__Directions__. Scan the entries that follow for the word "puffy", then report every line in which it appears.

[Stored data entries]
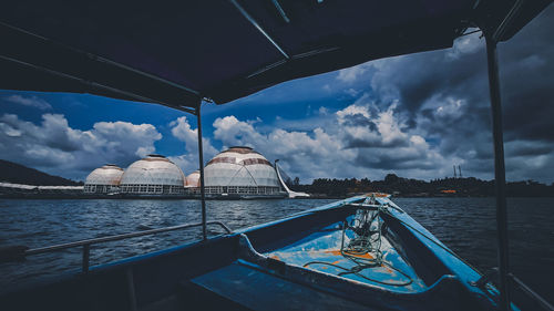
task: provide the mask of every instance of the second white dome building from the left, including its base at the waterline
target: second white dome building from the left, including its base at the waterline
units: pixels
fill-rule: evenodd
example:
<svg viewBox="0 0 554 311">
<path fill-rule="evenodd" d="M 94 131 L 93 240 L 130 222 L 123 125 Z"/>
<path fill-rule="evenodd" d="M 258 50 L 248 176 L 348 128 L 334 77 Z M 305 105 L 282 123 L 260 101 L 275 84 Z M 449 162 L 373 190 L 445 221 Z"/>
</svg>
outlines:
<svg viewBox="0 0 554 311">
<path fill-rule="evenodd" d="M 131 164 L 121 178 L 125 195 L 182 195 L 185 175 L 162 155 L 148 155 Z"/>
</svg>

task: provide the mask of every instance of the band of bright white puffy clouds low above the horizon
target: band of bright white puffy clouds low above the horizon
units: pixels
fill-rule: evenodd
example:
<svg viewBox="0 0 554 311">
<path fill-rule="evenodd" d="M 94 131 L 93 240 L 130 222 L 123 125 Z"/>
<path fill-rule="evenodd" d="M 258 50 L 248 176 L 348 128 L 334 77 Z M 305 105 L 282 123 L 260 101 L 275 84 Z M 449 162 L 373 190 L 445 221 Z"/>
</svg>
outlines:
<svg viewBox="0 0 554 311">
<path fill-rule="evenodd" d="M 456 106 L 452 100 L 445 105 Z M 450 157 L 441 155 L 418 133 L 408 128 L 397 114 L 397 105 L 380 110 L 377 104 L 357 102 L 336 113 L 320 115 L 326 126 L 306 131 L 266 127 L 258 120 L 240 121 L 230 115 L 214 123 L 214 138 L 224 148 L 247 145 L 264 154 L 302 183 L 314 178 L 381 179 L 388 173 L 413 178 L 450 176 L 452 164 L 461 164 L 469 170 L 486 166 L 489 146 L 475 142 L 474 148 Z M 434 111 L 437 113 L 437 111 Z M 327 126 L 334 122 L 332 126 Z M 189 174 L 198 167 L 197 129 L 186 117 L 171 124 L 172 134 L 184 142 L 186 153 L 171 156 L 174 163 Z M 261 128 L 268 128 L 264 131 Z M 70 178 L 84 178 L 90 170 L 105 163 L 123 167 L 133 160 L 155 152 L 154 142 L 162 135 L 151 124 L 126 122 L 98 122 L 88 131 L 72 128 L 59 114 L 44 114 L 40 124 L 20 120 L 12 114 L 0 116 L 0 153 L 9 160 L 18 162 L 50 174 Z M 483 138 L 486 141 L 486 138 Z M 218 153 L 212 141 L 204 138 L 205 160 Z M 530 157 L 529 154 L 532 154 Z M 507 143 L 506 163 L 537 176 L 551 172 L 553 153 L 546 143 Z M 533 159 L 529 162 L 529 159 Z M 546 169 L 545 169 L 546 168 Z M 466 170 L 465 170 L 466 172 Z M 546 177 L 545 177 L 546 178 Z"/>
</svg>

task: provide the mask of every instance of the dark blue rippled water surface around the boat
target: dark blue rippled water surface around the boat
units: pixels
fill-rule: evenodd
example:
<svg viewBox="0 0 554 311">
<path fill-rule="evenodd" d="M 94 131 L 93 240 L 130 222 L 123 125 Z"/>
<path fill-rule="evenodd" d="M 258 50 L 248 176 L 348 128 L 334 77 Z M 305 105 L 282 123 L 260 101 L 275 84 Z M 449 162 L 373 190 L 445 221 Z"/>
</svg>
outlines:
<svg viewBox="0 0 554 311">
<path fill-rule="evenodd" d="M 396 198 L 400 207 L 481 271 L 496 266 L 493 198 Z M 334 200 L 207 201 L 208 219 L 238 229 Z M 0 247 L 31 248 L 199 221 L 196 200 L 0 200 Z M 554 198 L 510 198 L 512 271 L 554 301 Z M 209 228 L 211 234 L 220 232 Z M 138 237 L 91 248 L 91 266 L 177 246 L 201 229 Z M 2 290 L 79 269 L 81 249 L 0 263 Z"/>
</svg>

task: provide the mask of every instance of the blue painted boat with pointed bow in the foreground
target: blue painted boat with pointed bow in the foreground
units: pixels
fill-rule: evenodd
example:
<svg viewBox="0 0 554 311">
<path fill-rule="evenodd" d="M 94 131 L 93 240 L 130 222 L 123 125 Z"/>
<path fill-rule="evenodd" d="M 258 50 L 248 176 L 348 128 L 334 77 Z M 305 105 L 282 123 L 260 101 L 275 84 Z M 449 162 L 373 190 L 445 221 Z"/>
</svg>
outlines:
<svg viewBox="0 0 554 311">
<path fill-rule="evenodd" d="M 497 292 L 388 197 L 355 197 L 0 297 L 1 310 L 495 310 Z M 380 206 L 378 252 L 343 250 Z M 376 220 L 377 221 L 377 220 Z M 377 222 L 376 222 L 377 224 Z M 375 257 L 380 261 L 375 263 Z"/>
</svg>

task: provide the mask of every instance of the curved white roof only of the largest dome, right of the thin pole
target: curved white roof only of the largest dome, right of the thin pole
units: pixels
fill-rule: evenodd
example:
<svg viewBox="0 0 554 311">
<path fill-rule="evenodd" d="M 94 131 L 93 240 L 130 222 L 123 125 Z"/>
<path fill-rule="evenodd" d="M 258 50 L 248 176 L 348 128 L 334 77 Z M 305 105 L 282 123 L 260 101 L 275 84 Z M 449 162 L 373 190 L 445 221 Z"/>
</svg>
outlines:
<svg viewBox="0 0 554 311">
<path fill-rule="evenodd" d="M 250 147 L 230 147 L 208 162 L 204 169 L 208 186 L 280 187 L 271 164 Z"/>
</svg>

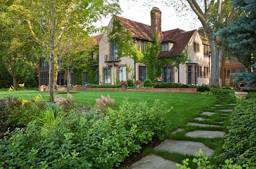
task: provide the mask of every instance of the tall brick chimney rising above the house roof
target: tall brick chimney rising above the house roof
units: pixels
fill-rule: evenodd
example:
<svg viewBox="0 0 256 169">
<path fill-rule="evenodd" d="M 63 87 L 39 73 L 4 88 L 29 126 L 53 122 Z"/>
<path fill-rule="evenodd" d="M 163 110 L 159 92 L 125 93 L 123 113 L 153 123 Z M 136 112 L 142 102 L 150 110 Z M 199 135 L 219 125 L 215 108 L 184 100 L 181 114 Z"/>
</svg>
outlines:
<svg viewBox="0 0 256 169">
<path fill-rule="evenodd" d="M 150 11 L 151 16 L 151 36 L 154 38 L 154 35 L 157 35 L 158 41 L 161 42 L 163 35 L 162 35 L 162 19 L 161 19 L 162 12 L 157 7 L 153 7 Z"/>
</svg>

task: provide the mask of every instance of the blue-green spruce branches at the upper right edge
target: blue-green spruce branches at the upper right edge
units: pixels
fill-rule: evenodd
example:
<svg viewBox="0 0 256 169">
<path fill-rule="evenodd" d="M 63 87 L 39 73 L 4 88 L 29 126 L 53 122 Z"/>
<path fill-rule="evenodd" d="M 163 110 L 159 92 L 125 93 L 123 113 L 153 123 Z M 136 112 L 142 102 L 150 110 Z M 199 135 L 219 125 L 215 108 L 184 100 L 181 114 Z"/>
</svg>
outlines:
<svg viewBox="0 0 256 169">
<path fill-rule="evenodd" d="M 252 65 L 256 63 L 256 1 L 233 0 L 231 5 L 238 8 L 242 15 L 229 26 L 220 29 L 216 35 L 227 44 L 226 50 L 232 56 L 237 57 L 248 70 L 252 70 Z"/>
</svg>

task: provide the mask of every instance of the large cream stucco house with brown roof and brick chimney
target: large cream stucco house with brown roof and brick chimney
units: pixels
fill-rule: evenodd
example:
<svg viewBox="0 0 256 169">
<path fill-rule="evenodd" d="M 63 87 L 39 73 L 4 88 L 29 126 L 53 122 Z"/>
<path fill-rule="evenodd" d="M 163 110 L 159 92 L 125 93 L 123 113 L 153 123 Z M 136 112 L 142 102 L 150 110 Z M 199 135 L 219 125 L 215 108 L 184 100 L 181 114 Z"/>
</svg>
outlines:
<svg viewBox="0 0 256 169">
<path fill-rule="evenodd" d="M 152 8 L 151 25 L 138 23 L 133 20 L 128 20 L 123 17 L 113 16 L 108 28 L 104 34 L 97 35 L 94 38 L 98 42 L 98 49 L 92 58 L 96 60 L 91 66 L 96 70 L 96 84 L 116 84 L 121 80 L 139 79 L 144 82 L 147 79 L 147 65 L 140 62 L 135 62 L 131 56 L 118 56 L 118 45 L 115 39 L 108 39 L 109 31 L 113 28 L 114 19 L 125 27 L 125 29 L 133 37 L 133 42 L 136 43 L 137 51 L 143 51 L 147 48 L 148 43 L 154 42 L 156 35 L 160 43 L 160 54 L 158 59 L 175 58 L 186 53 L 188 61 L 179 63 L 175 66 L 173 64 L 163 65 L 161 68 L 161 76 L 163 82 L 182 83 L 202 85 L 209 84 L 210 74 L 210 49 L 207 39 L 203 36 L 202 30 L 184 31 L 179 28 L 162 31 L 161 30 L 161 11 L 159 8 Z M 242 65 L 234 65 L 227 63 L 223 59 L 221 66 L 221 85 L 229 85 L 227 76 L 233 73 L 234 68 L 242 68 Z M 232 65 L 233 64 L 233 65 Z M 239 63 L 238 63 L 239 64 Z M 39 62 L 39 86 L 48 85 L 49 65 L 41 59 Z M 227 67 L 230 66 L 230 67 Z M 130 70 L 130 71 L 128 71 Z M 76 71 L 76 70 L 75 70 Z M 225 76 L 223 76 L 225 74 Z M 91 83 L 88 80 L 88 70 L 81 73 L 82 84 L 77 84 L 74 73 L 71 74 L 71 84 L 86 85 Z M 225 79 L 225 78 L 226 79 Z M 57 85 L 64 85 L 66 75 L 64 72 L 58 72 Z M 95 83 L 95 82 L 94 82 Z"/>
</svg>

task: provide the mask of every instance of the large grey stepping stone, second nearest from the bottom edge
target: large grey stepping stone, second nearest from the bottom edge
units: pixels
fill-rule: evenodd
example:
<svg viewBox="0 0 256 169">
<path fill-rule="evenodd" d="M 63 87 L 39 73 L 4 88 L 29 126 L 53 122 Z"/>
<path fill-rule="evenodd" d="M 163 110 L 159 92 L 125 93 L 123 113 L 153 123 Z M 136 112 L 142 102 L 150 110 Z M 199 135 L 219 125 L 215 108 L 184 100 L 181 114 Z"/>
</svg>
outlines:
<svg viewBox="0 0 256 169">
<path fill-rule="evenodd" d="M 205 146 L 203 143 L 200 142 L 169 139 L 166 139 L 154 149 L 190 155 L 195 155 L 195 152 L 197 152 L 199 149 L 202 149 L 204 154 L 208 156 L 211 156 L 214 153 L 213 149 L 210 149 L 209 147 Z"/>
</svg>

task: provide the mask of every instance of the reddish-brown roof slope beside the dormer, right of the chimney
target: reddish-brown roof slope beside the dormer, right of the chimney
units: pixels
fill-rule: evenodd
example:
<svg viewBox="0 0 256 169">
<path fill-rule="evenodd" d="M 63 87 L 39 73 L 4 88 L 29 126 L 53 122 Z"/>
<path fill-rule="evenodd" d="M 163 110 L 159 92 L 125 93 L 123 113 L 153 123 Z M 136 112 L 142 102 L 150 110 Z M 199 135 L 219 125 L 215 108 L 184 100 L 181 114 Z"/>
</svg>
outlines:
<svg viewBox="0 0 256 169">
<path fill-rule="evenodd" d="M 177 31 L 180 31 L 180 30 L 177 30 Z M 192 35 L 195 33 L 196 30 L 187 31 L 187 32 L 180 31 L 179 34 L 177 34 L 177 31 L 173 32 L 174 39 L 175 39 L 175 43 L 173 47 L 171 48 L 170 51 L 161 52 L 158 56 L 159 58 L 180 55 L 183 52 L 186 45 L 189 43 L 189 40 L 191 39 Z M 169 36 L 171 37 L 171 35 L 172 34 L 170 34 Z"/>
</svg>

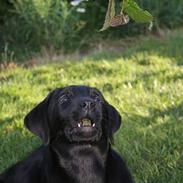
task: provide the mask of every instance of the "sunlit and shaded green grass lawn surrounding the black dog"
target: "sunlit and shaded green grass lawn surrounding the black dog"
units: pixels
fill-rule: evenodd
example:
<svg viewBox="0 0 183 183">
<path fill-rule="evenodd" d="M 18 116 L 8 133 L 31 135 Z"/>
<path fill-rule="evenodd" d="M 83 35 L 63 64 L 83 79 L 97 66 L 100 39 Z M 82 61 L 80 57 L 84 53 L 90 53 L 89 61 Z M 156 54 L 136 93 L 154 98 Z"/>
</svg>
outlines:
<svg viewBox="0 0 183 183">
<path fill-rule="evenodd" d="M 114 146 L 137 183 L 183 182 L 183 30 L 123 52 L 0 71 L 0 172 L 41 144 L 23 127 L 26 113 L 71 84 L 99 88 L 121 112 Z"/>
</svg>

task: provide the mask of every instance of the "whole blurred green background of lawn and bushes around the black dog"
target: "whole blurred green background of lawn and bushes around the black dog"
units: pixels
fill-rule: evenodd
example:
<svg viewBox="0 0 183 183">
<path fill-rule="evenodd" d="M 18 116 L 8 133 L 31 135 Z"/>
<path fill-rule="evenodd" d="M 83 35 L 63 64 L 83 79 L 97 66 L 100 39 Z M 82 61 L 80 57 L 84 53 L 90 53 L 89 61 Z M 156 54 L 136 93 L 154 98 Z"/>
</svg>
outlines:
<svg viewBox="0 0 183 183">
<path fill-rule="evenodd" d="M 86 84 L 122 114 L 114 148 L 136 182 L 183 182 L 183 1 L 139 0 L 152 32 L 131 21 L 101 33 L 107 3 L 0 0 L 0 172 L 41 144 L 27 112 L 56 87 Z"/>
</svg>

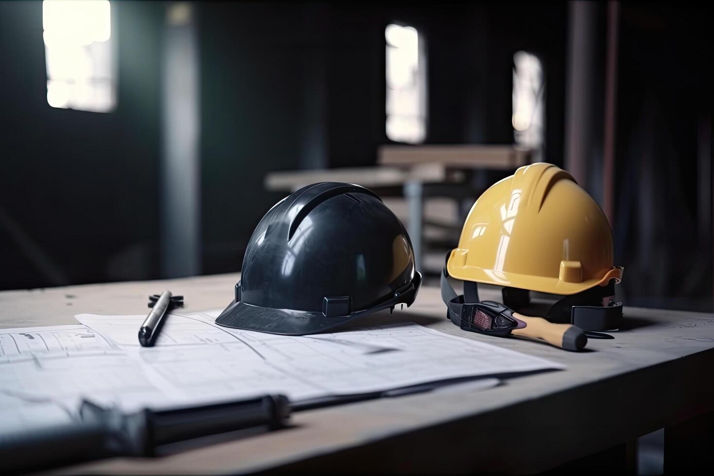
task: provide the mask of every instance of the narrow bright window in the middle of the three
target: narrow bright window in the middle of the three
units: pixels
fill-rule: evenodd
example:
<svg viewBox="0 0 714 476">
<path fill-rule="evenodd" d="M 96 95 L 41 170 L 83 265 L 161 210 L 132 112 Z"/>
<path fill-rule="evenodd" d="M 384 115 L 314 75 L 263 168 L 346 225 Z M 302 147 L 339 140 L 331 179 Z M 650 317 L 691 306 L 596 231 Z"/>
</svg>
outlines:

__Answer space__.
task: provide the mask of every instance of the band of bright white puffy clouds low above the horizon
target: band of bright white puffy clouds low above the horizon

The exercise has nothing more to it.